→ Problems to work on
1/ Summarize the page on rolling sums and nth salary in MySQL and Spark SQL in two sentences.
2/ According to the page on rolling sums and nth salary, which function can be used in MySQL to find the nth highest salary?

→ Text to read
▽

Rolling Sum and Nth salary based questions in MySQL or Spark SQL
Here are examples of how to perform rolling sums and find the nth salary using both MySQL and Spark SQL.
Rolling Sum
MySQL
To calculate a rolling sum in MySQL, you can use the SUM() function with a window frame specification.
-- Create a sample table
CREATE TABLE salaries (
id INT PRIMARY KEY,
employee_name VARCHAR(50),
salary INT,
transaction_date DATE
);
-- Insert sample data
INSERT INTO salaries (id, employee_name, salary, transaction_date) VALUES
(1, 'Alice', 5000, '2023-01-01'),
(2, 'Bob', 6000, '2023-01-02'),
(3, 'Charlie', 7000, '2023-01-03'),
(4, 'Alice', 8000, '2023-01-04'),
(5, 'Bob', 9000, '2023-01-05');
-- Rolling sum query
SELECT
id,
employee_name,
salary,
transaction_date,
SUM(salary) OVER (ORDER BY transaction_date ROWS BETWEEN 2 PRECEDING AND CURRENT ROW) AS rolling_sum
FROM
salaries
ORDER BY
transaction_date;
Spark SQL
To calculate a rolling sum in Spark SQL, use the SUM() function with a window specification.
-- Create a sample table
CREATE TABLE salaries (
id INT,
employee_name STRING,
salary INT,
transaction_date DATE
);
-- Insert sample data
INSERT INTO salaries VALUES
(1, 'Alice', 5000, '2023-01-01'),
(2, 'Bob', 6000, '2023-01-02'),
(3, 'Charlie', 7000, '2023-01-03'),
(4, 'Alice', 8000, '2023-01-04'),
(5, 'Bob', 9000, '2023-01-05');
-- Rolling sum query
SELECT
id,
employee_name,
salary,
transaction_date,
SUM(salary) OVER (ORDER BY transaction_date ROWS BETWEEN 2 PRECEDING AND CURRENT ROW) AS rolling_sum
FROM
salaries
ORDER BY
transaction_date;
Nth Salary
MySQL
To find the nth highest salary in MySQL, you can use the DENSE_RANK() function.

△

→ Dataset records
▽

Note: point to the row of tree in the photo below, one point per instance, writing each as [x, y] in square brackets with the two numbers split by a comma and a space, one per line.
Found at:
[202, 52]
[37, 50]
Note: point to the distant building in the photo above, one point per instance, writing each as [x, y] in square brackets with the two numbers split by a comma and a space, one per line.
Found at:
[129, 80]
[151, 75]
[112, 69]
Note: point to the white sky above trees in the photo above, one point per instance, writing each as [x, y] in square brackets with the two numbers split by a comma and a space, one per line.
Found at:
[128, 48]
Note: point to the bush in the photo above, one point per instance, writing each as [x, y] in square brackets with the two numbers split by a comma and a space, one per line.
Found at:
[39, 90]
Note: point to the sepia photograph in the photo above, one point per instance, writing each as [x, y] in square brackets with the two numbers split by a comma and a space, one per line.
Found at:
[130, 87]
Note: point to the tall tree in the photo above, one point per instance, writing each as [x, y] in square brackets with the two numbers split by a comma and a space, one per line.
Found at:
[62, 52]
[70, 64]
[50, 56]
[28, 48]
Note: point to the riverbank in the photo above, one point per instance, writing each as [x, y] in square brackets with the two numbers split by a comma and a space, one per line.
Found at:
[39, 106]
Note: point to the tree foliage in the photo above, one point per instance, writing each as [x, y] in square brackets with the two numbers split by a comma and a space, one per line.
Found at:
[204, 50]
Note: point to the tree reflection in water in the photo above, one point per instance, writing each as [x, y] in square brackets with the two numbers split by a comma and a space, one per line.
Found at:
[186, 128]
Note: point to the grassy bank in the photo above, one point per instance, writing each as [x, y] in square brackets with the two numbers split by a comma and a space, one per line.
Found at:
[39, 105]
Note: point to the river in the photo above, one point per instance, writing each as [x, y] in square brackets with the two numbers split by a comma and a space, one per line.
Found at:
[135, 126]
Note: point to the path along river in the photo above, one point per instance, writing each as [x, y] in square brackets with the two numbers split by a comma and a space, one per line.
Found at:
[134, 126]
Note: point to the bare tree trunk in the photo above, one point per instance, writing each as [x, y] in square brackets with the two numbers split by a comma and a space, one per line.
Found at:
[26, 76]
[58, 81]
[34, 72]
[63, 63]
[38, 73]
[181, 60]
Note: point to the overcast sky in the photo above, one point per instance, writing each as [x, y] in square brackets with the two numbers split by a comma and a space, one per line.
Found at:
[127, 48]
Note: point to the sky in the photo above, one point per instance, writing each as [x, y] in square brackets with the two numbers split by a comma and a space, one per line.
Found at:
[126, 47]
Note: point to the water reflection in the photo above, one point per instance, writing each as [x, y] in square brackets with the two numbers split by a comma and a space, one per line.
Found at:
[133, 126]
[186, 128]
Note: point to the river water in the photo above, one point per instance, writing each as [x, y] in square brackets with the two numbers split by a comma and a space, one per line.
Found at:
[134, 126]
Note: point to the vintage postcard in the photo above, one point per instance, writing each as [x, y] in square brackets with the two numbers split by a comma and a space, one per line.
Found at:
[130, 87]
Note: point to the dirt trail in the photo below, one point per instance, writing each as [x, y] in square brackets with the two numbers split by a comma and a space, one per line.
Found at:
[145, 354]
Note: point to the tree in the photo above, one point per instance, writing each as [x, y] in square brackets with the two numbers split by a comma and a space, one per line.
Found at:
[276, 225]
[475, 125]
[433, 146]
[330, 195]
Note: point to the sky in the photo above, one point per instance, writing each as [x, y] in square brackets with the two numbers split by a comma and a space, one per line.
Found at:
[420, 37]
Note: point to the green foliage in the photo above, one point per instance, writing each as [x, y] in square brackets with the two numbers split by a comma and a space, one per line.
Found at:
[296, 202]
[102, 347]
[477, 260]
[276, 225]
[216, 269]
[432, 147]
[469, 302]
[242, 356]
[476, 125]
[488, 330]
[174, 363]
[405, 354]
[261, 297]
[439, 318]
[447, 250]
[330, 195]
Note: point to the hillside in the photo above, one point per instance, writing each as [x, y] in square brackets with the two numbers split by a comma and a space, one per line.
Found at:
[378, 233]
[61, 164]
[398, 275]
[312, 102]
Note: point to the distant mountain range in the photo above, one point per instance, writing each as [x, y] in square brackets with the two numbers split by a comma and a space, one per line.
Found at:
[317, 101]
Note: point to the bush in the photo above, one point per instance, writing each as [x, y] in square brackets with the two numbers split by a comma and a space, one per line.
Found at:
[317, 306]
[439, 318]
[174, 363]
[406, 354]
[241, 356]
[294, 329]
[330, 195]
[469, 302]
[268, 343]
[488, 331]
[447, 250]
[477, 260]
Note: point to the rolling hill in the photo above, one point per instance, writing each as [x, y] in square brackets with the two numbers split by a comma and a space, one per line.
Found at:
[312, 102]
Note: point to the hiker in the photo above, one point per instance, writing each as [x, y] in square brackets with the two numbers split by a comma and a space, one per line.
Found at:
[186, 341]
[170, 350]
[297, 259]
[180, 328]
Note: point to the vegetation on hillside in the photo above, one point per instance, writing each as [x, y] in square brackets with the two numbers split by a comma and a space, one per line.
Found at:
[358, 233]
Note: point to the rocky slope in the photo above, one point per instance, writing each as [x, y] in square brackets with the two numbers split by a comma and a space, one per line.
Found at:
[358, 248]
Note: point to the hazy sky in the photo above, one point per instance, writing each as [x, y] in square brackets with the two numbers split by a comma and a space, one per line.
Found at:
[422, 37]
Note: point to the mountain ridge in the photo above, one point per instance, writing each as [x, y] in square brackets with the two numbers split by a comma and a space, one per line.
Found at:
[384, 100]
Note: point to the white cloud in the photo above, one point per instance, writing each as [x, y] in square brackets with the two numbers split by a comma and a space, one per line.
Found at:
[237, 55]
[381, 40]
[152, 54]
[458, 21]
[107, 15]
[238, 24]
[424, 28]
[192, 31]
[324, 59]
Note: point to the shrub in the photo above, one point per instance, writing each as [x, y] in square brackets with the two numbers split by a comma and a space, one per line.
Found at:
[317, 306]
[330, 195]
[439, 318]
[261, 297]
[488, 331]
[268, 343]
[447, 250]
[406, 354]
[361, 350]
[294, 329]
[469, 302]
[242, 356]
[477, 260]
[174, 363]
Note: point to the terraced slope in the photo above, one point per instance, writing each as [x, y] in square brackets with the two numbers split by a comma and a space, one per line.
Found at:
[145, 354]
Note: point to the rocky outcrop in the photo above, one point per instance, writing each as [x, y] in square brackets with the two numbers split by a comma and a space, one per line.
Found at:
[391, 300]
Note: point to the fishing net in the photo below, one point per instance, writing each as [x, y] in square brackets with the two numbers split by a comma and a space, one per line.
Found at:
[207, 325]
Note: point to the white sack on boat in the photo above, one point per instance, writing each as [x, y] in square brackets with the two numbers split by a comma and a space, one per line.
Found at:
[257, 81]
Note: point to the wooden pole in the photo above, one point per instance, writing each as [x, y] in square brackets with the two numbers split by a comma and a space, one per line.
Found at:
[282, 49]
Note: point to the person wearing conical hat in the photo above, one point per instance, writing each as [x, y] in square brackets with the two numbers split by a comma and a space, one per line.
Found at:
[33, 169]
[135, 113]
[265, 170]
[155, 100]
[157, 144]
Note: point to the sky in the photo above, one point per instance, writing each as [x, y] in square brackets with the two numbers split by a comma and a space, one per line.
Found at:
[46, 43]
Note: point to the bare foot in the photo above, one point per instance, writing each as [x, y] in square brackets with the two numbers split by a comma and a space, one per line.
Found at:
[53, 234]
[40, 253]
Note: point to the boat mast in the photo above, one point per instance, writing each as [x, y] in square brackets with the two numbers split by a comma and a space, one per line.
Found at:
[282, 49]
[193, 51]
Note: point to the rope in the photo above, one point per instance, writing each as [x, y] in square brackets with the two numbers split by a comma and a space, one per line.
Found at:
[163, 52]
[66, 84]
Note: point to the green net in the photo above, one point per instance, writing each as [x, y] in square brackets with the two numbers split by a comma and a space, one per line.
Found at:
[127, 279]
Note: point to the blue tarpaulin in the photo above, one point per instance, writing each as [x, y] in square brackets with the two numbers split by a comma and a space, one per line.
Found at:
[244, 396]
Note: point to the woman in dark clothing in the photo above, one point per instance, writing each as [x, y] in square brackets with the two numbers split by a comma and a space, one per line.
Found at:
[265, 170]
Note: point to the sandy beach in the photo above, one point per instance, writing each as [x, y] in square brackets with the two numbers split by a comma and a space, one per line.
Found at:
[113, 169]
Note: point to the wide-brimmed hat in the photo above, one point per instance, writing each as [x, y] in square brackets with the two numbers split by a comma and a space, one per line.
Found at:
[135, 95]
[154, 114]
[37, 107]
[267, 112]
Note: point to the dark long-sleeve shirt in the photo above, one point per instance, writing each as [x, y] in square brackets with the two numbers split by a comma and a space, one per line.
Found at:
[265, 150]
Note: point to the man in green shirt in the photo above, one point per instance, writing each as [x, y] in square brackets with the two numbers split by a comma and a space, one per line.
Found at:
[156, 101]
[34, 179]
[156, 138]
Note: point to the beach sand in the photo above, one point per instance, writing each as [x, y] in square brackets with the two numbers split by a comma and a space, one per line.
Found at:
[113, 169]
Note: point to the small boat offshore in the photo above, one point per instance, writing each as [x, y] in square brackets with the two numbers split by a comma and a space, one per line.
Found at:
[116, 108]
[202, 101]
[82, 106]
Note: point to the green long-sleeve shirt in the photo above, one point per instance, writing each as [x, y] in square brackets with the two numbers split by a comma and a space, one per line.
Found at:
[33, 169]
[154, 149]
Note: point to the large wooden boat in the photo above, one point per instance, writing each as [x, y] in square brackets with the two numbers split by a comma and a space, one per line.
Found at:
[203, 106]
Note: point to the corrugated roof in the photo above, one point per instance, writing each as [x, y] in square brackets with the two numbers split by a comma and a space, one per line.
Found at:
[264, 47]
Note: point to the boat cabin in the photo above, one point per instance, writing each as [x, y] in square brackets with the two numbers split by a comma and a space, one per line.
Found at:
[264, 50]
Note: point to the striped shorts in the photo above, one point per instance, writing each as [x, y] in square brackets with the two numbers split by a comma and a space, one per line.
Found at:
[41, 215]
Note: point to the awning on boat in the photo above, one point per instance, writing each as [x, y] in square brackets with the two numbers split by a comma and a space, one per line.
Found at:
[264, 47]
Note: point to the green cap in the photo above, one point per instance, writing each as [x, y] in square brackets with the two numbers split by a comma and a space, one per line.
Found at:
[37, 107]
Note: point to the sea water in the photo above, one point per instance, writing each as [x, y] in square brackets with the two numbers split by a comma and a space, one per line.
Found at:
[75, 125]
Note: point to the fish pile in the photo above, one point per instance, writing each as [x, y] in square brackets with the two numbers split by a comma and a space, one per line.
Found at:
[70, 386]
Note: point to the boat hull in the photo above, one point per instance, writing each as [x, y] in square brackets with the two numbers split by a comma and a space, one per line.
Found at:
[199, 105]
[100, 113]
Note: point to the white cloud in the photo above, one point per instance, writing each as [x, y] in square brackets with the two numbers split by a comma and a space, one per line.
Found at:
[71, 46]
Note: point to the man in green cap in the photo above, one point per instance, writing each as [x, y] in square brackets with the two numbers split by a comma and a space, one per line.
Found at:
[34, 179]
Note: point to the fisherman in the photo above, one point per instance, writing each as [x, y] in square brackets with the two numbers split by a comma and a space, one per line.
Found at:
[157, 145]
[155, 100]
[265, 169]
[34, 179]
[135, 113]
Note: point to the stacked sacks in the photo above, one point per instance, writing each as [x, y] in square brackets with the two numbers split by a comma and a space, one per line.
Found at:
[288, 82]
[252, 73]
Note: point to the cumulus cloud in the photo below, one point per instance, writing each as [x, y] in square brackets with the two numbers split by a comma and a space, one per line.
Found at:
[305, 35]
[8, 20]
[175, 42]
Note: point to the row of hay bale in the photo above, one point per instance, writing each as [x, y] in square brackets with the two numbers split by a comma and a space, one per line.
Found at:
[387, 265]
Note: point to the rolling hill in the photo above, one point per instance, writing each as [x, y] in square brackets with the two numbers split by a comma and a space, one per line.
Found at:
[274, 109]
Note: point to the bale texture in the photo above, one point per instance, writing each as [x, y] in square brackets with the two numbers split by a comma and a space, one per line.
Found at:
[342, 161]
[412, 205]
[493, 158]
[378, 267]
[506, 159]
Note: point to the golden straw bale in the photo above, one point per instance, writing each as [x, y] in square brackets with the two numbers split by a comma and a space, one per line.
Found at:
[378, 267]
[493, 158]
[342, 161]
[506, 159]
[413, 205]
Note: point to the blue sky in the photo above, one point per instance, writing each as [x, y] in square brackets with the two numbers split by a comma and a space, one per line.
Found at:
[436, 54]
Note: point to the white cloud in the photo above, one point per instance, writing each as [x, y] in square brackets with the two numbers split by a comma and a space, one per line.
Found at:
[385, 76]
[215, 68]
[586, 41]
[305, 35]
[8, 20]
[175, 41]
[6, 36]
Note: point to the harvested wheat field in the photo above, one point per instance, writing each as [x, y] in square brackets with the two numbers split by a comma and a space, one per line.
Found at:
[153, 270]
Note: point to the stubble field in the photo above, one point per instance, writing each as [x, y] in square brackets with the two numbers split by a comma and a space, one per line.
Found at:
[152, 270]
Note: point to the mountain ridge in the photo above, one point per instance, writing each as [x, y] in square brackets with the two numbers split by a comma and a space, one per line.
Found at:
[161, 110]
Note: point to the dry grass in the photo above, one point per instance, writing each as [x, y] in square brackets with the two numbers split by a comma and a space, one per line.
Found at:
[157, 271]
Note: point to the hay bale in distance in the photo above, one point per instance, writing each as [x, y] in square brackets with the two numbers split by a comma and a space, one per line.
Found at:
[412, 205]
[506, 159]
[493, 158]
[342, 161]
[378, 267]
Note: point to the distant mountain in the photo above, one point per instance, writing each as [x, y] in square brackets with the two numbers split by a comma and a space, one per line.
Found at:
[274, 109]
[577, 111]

△

→ Exercise answers
1/ The page calculates a rolling sum of salaries in both MySQL and Spark SQL by building a sample salaries table and applying SUM() over a window ordered by transaction date, covering the two preceding rows and the current row. For finding the nth highest salary, it states that MySQL can use the DENSE_RANK() function.

2/ The DENSE_RANK() function.